-- Problem details --
Please repeat all the entries. Nothing may differ.

=== Records supplied ===

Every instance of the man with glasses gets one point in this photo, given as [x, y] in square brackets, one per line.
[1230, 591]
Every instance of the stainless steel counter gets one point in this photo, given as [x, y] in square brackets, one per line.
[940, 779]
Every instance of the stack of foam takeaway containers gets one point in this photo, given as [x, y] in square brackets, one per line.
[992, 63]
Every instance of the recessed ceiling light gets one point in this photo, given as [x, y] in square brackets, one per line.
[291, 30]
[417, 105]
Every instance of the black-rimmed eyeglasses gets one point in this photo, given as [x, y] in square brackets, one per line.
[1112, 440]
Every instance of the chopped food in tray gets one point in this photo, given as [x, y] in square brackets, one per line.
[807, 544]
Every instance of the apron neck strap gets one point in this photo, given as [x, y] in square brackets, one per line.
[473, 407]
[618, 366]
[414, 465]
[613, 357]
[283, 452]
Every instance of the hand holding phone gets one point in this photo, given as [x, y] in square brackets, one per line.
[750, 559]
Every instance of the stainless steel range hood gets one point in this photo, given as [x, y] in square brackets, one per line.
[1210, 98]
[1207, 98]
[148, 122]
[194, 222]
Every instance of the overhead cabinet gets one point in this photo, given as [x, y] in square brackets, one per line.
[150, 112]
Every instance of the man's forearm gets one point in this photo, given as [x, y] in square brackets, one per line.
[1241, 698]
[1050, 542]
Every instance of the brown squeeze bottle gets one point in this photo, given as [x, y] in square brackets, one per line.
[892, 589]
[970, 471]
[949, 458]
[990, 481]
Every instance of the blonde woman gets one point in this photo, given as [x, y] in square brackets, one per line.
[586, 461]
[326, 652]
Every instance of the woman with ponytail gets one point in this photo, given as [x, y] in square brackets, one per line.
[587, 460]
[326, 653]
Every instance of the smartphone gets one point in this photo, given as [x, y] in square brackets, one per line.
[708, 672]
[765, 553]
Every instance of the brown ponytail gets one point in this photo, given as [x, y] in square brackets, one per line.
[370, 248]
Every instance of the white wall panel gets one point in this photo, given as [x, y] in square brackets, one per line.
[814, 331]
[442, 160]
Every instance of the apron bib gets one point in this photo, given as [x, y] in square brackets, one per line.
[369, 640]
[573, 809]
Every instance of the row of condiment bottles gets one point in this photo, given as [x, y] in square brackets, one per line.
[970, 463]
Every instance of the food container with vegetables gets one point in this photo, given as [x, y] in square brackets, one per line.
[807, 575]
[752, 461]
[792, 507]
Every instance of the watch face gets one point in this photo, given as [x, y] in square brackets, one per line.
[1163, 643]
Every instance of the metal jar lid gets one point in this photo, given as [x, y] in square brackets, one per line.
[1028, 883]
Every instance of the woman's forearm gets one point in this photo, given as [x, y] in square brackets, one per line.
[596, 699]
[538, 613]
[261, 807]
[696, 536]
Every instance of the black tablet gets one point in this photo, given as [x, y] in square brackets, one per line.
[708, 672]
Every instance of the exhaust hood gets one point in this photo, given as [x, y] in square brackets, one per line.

===

-- Task solution --
Every instance of the man with glasses gets one point in this photo, given as [x, y] in square brackets, one per line.
[1230, 591]
Every instance of the stainless steel counter gets one point in this photo, given as [x, y] in square brackets, one per line.
[940, 779]
Every instance of the stack of foam takeaway containers gets one point in this photo, given as [x, y] in square brackets, one per line.
[992, 63]
Every instance of the recessed ceiling light gets one point in this photo, given as [x, y] in square brackets, one per line.
[291, 30]
[417, 105]
Every instance of the black-rimmed eyeglasses gets one point in this photo, given as [x, y] in square brackets, one per line.
[1112, 440]
Every instance of the chopped food in tray gets one point in this photo, given as [x, y] in square brackets, one per line.
[807, 544]
Every instance of the apron neck strap gets one point in this photo, given as [x, y] in square brackets, one per line.
[473, 407]
[618, 366]
[414, 465]
[613, 357]
[283, 452]
Every instance of the hand holding phone gets one point in this photo, given as [x, y] in square brackets, one per line.
[750, 559]
Every instance of the stainless steel range hood gets one point in this photo, given as [x, y] in square brackets, one per line.
[1210, 98]
[1207, 98]
[148, 122]
[194, 222]
Every instance of the overhead cabinet gets one point in this photo, given as [x, y] in square brackets, one per line.
[150, 112]
Every instance of the man's forearm gets one point in this photo, given as [x, y] in square brackets, one per line.
[1241, 698]
[1050, 542]
Every instance of the brown squeeze bottle gets one point in this photo, given as [x, y] in square brackets, one per line.
[892, 589]
[970, 471]
[949, 458]
[990, 481]
Every instance of the blonde woman gets one point in this photo, given as [x, y] in square brackets, one per line.
[586, 461]
[326, 652]
Every instance of the woman with ponytail gets one point in this photo, given as [x, y] in square brackets, one per line.
[587, 460]
[326, 653]
Every instance of the smartphone gets one point in this photo, given as [x, y] in square brackets, one per line.
[708, 672]
[765, 553]
Every instance of the brown ponytail gets one point in this photo, given as [x, y] in square brackets, one per line.
[370, 248]
Every instance of the white wall panel gets one point in this photo, given as [x, y] in square brackets, one per line.
[814, 331]
[442, 160]
Every instance of the apron bib gets one point in this photo, given as [x, y] in square brackets, one per line.
[369, 640]
[573, 809]
Every instance of the row of condiment bottles gets one point in this photo, given as [x, y] in square brackets, one per line.
[970, 463]
Every instance of the food container with vegetables gets one point in this photo, given as [x, y] in square brackets, one per line.
[807, 575]
[752, 461]
[792, 507]
Every instance of the watch face gets one point in this photo, given as [x, y] in square brackets, one per line.
[1163, 643]
Every instance of the metal jar lid gets one point in this photo, given as [x, y] in square brackets, one per line.
[1028, 883]
Every instance of the woman's forearm gets one point in this photo, given as [x, y] in square brackets, one per line.
[596, 699]
[538, 613]
[261, 807]
[696, 536]
Every instance of the black tablet gets one point in this photo, given as [x, y] in square brackets, one per line.
[708, 672]
Every instance of the exhaust hood gets one point in this photo, given as [x, y] in square brackets, one per line.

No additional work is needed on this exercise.